***** Texte proposé *****

Domenico Quirico n’a pas hésité une seule seconde à les confirmer :
« Oui, j’ai bien entendu cette conversation. Oui, j’ai entendu les mêmes phrases. Oui, les personnes ont parlé de plus de morts que prévu, d’une
situation qui leur a échappé. Oui, nous avons pensé que ce n’était pas Bashar al-Assad qui avait utilisé le gaz mais bien les rebelles », affirme haut et fort le journaliste italien, un
grand reporter reconnu internationalement. « La seule nuance que j’apporte, et c’est lié à mon métier, c’est que, pour moi, je n’ai pas de preuve
réelle. C’est une conversation, mais je ne sais pas qui sont les personnes qui parlent. Oui, nous avons reconnu des voix. Celle du général… Mais, vous savez, ils se disent tous général. Et celle
de l’officier d’al-Farouk... Ils ne parlaient pas bien l’anglais, alors que, le troisième, parfaitement bien. Mais je dis que je n’ai pas le contexte précis de cette conversation, que j’ai
entendue, et que, par conséquent, je ne peux pas en tirer de conclusion... »
« Pierre Piccinin est plus qu’un ami, c’est un frère ! » (Domenico Quirico)
« Pierre et moi avons vécu
l’enfer ! Pendant cinq mois ! Sans sa présence, sans nos conversations, je me serais peut-être suicidé ou je serais devenu fou. Je n’ai jamais rencontré autant de gens sans pitié. Nous
étions considérés comme des animaux. Je suis en vie grâce à Pierre ! C’est mon ami ! Non, c’est même plus ! C’est mon frère ! », clame Domenico Quirico.
« Alors quand j’entends qu’on le
déconsidère et qu’on le traite de menteur, ça me fait mal ! C’est tout simplement honteux ! Pour moi, même s’il n’a pas sa carte de journaliste, il est journaliste ! Un
journaliste, c’est quoi ? C’est quelqu’un qui va sur place, dans un endroit où il se passe des choses graves ou moins graves. Qui écoute, qui pose des questions, et qui écrit. Alors oui,
Pierre est journaliste ! Et tous les journalistes devraient travailler comme lui. Hélas ! C’est de moins en moins le cas ! Et ce n’est pas un journaliste belge qui boit son verre à
la Grand-Place qui peut le juger ! »

***** Matériel fourni *****

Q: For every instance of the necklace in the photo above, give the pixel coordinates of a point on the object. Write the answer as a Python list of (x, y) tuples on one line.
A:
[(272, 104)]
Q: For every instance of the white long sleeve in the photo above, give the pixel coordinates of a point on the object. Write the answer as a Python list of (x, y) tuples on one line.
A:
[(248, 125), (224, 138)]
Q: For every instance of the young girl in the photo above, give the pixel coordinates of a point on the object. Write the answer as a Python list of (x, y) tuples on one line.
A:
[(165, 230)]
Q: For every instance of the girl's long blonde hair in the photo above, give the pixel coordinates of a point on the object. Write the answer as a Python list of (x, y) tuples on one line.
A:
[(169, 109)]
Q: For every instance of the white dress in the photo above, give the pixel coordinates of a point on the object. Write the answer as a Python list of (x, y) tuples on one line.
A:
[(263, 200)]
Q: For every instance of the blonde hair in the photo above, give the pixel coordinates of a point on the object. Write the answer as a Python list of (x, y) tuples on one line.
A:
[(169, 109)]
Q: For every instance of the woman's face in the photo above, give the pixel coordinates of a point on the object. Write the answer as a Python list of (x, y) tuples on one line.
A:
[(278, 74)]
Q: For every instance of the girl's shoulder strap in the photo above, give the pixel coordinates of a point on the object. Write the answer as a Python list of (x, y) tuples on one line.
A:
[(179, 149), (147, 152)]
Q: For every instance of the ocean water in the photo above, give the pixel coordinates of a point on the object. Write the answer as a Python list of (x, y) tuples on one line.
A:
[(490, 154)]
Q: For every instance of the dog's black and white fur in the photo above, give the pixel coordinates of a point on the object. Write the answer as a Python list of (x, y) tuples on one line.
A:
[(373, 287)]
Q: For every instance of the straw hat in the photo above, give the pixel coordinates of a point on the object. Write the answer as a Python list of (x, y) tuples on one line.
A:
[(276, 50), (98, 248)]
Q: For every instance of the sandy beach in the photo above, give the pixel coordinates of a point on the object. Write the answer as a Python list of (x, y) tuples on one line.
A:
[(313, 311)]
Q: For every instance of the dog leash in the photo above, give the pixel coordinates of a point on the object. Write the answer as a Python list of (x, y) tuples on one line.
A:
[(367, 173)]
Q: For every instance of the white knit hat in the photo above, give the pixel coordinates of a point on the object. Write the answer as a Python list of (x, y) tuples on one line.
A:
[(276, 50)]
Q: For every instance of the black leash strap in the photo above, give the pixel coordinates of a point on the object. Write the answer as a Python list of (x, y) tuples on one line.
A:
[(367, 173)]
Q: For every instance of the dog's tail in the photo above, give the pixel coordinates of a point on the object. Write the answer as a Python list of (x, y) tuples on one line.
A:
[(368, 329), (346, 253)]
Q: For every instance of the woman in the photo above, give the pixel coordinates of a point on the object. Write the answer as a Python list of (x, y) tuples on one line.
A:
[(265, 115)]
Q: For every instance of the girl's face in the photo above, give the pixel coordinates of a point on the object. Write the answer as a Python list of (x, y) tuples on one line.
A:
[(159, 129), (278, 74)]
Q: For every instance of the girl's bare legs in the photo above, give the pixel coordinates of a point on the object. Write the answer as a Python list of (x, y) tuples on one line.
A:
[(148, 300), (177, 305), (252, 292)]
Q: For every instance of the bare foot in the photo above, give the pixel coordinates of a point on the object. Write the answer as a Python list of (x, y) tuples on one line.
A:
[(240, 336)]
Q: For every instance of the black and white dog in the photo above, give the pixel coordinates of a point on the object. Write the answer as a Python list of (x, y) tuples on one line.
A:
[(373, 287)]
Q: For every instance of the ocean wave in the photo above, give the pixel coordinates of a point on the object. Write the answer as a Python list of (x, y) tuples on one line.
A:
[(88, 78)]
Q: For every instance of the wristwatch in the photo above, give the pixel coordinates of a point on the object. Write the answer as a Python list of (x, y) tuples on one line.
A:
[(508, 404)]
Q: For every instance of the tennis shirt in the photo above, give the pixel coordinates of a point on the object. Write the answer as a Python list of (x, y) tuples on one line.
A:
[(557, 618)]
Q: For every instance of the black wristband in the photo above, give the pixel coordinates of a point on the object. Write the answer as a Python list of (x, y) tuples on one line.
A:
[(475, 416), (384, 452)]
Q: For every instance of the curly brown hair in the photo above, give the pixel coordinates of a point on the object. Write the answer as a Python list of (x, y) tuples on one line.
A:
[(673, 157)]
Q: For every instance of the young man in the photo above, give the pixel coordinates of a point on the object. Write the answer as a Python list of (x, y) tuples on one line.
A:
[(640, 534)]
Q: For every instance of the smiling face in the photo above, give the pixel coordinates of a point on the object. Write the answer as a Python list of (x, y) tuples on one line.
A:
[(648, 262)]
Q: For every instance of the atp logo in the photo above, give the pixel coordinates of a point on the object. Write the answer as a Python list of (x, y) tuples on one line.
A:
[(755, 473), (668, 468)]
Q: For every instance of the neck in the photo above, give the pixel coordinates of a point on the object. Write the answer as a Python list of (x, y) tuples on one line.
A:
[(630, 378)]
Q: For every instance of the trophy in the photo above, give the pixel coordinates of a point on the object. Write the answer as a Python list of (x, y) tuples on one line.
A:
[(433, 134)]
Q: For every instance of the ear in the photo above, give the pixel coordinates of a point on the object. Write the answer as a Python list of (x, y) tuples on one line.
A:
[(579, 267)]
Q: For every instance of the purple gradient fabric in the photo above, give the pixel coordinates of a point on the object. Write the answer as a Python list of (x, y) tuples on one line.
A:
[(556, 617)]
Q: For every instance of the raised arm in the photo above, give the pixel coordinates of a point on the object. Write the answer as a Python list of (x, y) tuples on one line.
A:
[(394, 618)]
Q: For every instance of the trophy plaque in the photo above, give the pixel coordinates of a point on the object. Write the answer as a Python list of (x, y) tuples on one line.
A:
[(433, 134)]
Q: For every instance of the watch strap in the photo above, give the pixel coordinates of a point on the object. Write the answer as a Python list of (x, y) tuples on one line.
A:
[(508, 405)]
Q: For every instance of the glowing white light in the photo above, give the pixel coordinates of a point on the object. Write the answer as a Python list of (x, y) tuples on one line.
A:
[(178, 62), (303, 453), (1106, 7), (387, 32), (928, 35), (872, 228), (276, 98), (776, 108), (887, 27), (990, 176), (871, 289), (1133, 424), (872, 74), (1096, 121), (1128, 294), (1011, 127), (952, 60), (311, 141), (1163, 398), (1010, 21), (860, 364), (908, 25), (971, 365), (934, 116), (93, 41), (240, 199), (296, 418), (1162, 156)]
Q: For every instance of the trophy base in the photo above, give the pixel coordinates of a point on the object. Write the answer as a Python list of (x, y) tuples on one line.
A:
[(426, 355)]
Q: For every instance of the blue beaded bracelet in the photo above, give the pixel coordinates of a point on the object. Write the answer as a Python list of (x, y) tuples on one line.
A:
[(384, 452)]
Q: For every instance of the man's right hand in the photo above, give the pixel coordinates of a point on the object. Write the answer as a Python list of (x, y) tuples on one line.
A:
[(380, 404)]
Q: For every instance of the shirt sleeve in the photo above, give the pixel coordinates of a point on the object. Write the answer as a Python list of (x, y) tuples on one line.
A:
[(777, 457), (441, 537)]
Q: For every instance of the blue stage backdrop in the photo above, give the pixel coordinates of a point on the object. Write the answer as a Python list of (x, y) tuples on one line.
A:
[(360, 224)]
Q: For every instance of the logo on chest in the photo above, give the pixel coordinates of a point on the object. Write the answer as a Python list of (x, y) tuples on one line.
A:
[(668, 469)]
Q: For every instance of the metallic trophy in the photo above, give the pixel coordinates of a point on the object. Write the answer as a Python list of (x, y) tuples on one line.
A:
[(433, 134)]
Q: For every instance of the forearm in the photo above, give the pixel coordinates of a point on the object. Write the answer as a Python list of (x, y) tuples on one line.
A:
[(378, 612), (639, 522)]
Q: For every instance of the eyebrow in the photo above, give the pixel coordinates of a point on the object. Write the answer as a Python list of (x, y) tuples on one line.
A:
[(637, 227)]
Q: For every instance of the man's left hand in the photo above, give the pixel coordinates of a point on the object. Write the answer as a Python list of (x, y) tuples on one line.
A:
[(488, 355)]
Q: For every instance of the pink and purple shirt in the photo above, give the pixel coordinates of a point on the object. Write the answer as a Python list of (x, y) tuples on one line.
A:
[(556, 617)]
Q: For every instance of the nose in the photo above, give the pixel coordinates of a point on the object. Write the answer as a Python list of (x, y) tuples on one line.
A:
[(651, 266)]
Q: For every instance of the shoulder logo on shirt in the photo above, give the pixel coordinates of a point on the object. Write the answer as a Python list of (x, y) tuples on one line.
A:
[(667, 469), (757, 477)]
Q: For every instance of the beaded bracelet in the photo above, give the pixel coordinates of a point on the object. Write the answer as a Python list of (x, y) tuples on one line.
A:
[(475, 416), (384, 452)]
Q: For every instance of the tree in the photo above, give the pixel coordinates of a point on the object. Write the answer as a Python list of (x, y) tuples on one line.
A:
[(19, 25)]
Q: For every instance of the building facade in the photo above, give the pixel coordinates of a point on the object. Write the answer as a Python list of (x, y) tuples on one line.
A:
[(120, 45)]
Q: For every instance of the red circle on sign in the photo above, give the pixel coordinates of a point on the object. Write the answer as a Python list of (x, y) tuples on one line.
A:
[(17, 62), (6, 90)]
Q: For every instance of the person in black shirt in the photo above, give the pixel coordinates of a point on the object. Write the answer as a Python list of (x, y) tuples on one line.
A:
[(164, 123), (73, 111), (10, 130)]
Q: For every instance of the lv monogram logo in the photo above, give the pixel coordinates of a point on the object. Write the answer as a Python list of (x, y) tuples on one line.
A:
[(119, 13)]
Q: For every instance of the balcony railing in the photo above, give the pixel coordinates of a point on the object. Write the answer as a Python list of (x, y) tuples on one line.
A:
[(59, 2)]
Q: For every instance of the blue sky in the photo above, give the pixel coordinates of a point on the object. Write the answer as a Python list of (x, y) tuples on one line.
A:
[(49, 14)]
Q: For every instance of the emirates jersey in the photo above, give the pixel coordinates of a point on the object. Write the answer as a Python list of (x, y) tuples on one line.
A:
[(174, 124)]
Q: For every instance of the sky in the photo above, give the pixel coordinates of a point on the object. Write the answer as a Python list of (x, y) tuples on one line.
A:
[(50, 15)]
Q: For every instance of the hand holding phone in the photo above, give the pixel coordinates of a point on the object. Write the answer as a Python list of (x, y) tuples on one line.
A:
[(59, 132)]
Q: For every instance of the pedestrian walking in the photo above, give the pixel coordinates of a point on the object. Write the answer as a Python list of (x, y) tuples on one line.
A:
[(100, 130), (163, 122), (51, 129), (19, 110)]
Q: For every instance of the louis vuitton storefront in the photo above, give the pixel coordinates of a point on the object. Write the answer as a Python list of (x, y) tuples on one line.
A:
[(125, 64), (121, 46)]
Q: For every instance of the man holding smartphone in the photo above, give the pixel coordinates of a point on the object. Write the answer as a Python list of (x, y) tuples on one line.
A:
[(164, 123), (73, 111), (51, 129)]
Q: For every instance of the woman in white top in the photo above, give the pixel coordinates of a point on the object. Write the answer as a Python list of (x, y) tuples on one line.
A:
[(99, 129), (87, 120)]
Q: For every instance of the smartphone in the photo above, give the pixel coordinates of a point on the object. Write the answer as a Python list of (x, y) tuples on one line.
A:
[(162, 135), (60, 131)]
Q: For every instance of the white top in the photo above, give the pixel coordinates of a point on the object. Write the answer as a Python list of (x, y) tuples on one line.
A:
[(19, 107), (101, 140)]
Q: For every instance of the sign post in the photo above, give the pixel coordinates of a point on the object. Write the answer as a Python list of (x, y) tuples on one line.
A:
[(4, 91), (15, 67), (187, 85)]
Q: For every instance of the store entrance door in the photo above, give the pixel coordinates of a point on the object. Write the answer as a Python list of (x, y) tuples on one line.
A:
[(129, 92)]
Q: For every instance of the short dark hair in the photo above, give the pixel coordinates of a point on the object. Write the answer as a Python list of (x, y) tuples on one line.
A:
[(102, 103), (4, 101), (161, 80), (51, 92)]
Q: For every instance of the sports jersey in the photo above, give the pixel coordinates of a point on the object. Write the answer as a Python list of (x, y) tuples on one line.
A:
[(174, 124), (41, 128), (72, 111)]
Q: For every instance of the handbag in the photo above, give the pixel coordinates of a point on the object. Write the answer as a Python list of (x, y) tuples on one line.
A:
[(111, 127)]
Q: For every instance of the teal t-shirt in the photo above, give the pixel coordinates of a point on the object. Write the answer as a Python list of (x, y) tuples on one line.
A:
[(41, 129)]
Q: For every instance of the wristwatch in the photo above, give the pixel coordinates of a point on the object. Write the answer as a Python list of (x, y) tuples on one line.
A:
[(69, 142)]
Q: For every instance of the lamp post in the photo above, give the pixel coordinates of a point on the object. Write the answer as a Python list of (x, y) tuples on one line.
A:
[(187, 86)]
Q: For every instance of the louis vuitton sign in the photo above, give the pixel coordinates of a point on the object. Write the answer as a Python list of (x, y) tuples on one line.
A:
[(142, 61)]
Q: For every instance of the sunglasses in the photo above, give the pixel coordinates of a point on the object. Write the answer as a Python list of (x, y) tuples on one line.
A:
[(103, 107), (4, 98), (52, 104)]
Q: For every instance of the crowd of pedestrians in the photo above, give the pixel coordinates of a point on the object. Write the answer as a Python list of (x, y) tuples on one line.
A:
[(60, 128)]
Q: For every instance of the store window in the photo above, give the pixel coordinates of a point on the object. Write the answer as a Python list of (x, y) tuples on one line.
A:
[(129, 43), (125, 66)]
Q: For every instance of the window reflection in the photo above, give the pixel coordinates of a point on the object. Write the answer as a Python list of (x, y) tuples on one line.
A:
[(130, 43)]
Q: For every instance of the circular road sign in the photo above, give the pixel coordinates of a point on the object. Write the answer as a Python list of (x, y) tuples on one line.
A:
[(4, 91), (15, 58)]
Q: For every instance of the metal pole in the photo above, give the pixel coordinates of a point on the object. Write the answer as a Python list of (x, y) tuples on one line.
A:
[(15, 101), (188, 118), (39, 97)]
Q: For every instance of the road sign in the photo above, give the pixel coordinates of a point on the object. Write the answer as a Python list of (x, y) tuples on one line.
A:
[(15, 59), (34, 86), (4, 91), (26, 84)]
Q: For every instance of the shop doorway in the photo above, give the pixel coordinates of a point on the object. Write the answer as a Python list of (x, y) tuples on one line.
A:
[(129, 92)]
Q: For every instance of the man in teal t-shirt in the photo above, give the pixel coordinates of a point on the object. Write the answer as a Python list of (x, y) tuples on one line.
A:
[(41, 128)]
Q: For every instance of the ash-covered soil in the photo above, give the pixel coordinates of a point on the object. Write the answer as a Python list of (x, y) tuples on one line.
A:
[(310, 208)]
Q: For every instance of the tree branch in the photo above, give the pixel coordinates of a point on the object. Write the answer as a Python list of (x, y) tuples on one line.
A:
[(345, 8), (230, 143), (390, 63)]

*****

_Consignes_:
a - D'après le texte sur le témoignage de Domenico Quirico, pendant combien de temps Pierre et lui ont-ils vécu l'enfer ?
b - Prolongez le texte sur le témoignage de Domenico Quirico à la suite de sa dernière phrase.

_Réponses_:
a - Pendant cinq mois.

b -
* * *
[photo : avec le colonel Ahmed Jabbal al-Okaïdi, Commandant en chef de l'ASL à Alep (août 2012)
- © Eduardo Ramos Chalen]
« Si je comprends bien, ce
serait la carte (de journaliste) qui ferait la crédibilité ? C’est un peu ridicule, tout ça… » (Pierre Piccinin da
Prata)
« Concernant la polémique qui
s’éternise et rebondit une fois encore à propos de mon activité de terrain et de sa légitimité, j’ai peu à dire : c’est assez inexplicable. », s’indigne Pierre Piccinin da Prata,
visiblement agacé. « En effet, la critique récurrente concernant mon travail d’investigation et d’analyse, c’est que ‘Piccinin n’est pas
journaliste’ ; ‘dès lors, qu’est-il allé faire en Syrie ?’. On m’oppose aussi les insultes de l’écrivain Jonathan Littell, qui m’avait qualifié de ‘crétin belge’. »
« Littell est-il journaliste ?
Non. C’est un… romancier. », poursuit le politologue et historien.
Pierre Piccinin da Prata remet les pendules à l'heure dans l'émission Controverse (RTL-TVI, 15 septembre 2013)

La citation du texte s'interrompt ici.